- [Exercise]
Search the records below for the line containing "Task: a point for each instance of the dry". Output that line and all later lines exactly; output nothing else.

- [Dataset records]
◆ ◆ ◆ ◆
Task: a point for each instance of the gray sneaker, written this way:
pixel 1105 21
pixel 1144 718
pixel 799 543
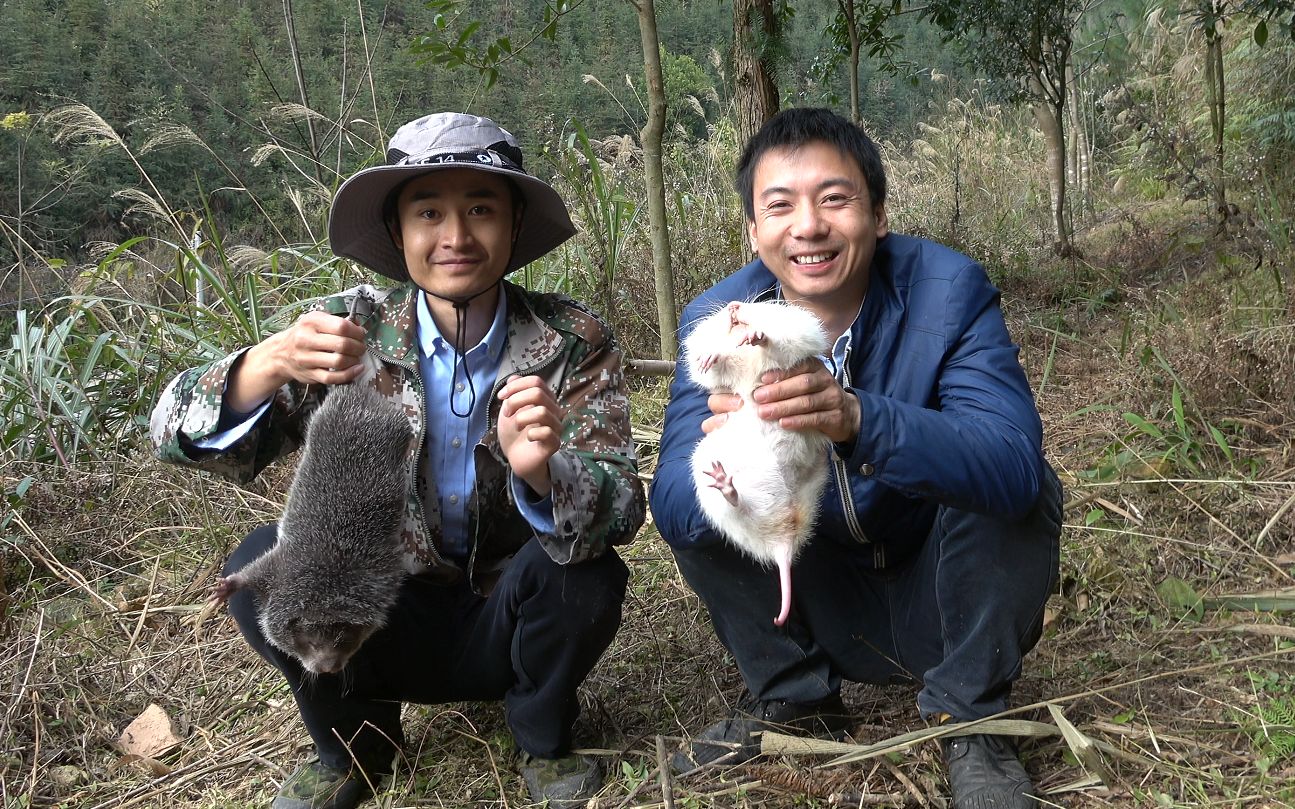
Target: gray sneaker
pixel 316 786
pixel 984 773
pixel 565 783
pixel 736 741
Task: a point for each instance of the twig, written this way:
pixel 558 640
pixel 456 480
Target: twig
pixel 904 779
pixel 667 790
pixel 1272 520
pixel 58 568
pixel 144 610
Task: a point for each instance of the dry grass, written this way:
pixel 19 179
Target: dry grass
pixel 106 572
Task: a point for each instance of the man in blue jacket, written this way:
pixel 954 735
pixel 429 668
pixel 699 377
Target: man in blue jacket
pixel 938 531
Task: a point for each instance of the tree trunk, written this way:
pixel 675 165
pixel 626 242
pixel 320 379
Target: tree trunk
pixel 667 319
pixel 1215 95
pixel 847 9
pixel 1049 113
pixel 755 93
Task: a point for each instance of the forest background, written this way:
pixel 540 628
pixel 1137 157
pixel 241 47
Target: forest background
pixel 1122 167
◆ ◆ ◆ ◆
- [Task solution]
Task: a point for each instance of the dry grass, written this way:
pixel 19 179
Target: dry grass
pixel 106 572
Task: a point for each instance of the man in blue jacket, written this way:
pixel 954 735
pixel 429 668
pixel 699 377
Target: man in blue jacket
pixel 938 531
Task: a point for each instance of the tree trunk, written this way:
pixel 675 165
pixel 626 242
pixel 320 379
Target: tree trunk
pixel 667 319
pixel 1215 95
pixel 847 9
pixel 1049 113
pixel 755 93
Task: a point for each instance of the forest background, written this way:
pixel 540 628
pixel 1137 157
pixel 241 47
Target: forest background
pixel 1122 167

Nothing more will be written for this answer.